(Position annotation records)
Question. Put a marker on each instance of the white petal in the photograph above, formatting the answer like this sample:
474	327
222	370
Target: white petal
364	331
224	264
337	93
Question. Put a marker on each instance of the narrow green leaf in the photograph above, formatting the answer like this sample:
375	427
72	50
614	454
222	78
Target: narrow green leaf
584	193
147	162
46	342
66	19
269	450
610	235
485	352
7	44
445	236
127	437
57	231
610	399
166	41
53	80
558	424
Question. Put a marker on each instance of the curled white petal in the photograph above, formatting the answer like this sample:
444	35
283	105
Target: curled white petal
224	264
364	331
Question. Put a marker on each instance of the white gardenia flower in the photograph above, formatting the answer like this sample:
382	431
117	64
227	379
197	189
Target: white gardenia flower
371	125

==

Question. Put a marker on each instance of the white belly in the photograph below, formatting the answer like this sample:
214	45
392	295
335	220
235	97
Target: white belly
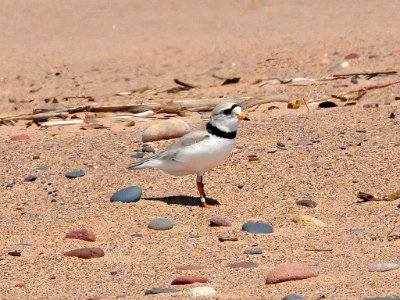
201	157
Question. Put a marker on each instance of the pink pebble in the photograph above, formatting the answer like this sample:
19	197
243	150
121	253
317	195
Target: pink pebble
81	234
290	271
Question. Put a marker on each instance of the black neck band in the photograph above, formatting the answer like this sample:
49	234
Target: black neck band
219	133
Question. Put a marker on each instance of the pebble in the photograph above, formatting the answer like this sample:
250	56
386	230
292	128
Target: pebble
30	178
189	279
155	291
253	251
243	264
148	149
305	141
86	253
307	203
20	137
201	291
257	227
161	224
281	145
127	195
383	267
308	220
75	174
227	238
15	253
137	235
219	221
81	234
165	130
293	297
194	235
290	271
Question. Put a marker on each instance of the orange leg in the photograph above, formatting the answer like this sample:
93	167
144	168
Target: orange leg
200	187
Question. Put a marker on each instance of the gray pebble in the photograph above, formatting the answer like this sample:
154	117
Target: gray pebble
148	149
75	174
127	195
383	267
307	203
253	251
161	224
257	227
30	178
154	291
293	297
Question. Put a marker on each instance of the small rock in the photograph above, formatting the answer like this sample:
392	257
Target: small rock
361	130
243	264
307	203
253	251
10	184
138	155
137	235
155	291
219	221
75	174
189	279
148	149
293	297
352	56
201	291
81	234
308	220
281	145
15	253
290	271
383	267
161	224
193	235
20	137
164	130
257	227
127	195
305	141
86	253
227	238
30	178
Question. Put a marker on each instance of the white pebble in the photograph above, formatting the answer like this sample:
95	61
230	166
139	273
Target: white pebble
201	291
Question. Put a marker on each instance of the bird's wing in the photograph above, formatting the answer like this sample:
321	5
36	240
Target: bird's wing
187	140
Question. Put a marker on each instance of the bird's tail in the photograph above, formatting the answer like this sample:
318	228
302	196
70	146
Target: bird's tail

...

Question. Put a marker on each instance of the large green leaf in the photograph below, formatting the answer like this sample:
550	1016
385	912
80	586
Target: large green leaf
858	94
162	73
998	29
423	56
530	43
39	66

## EXERCISE
Set out the lines above as a Markdown table with the columns Number and Line, one row per line and blank lines left out. Cover only the stretch that opens with the line containing "Question. Put a marker on each instance of the bird's wing" and closes with the line containing "Target: bird's tail", both included.

## COMPLETED TASK
| Number | Line |
|---|---|
| 1 | Question. Put a marker on each instance of the bird's wing in the photograph above, formatting the answer like this sample: |
| 2 | 321	5 |
| 3 | 36	240 |
| 4 | Target: bird's wing |
| 5 | 187	140 |
| 6 | Question. Put a marker on each instance of the bird's tail in the photograph above, formatting the answer like this sample: |
| 7 | 318	228 |
| 8 | 302	196 |
| 9 | 70	146 |
| 10 | Target: bird's tail |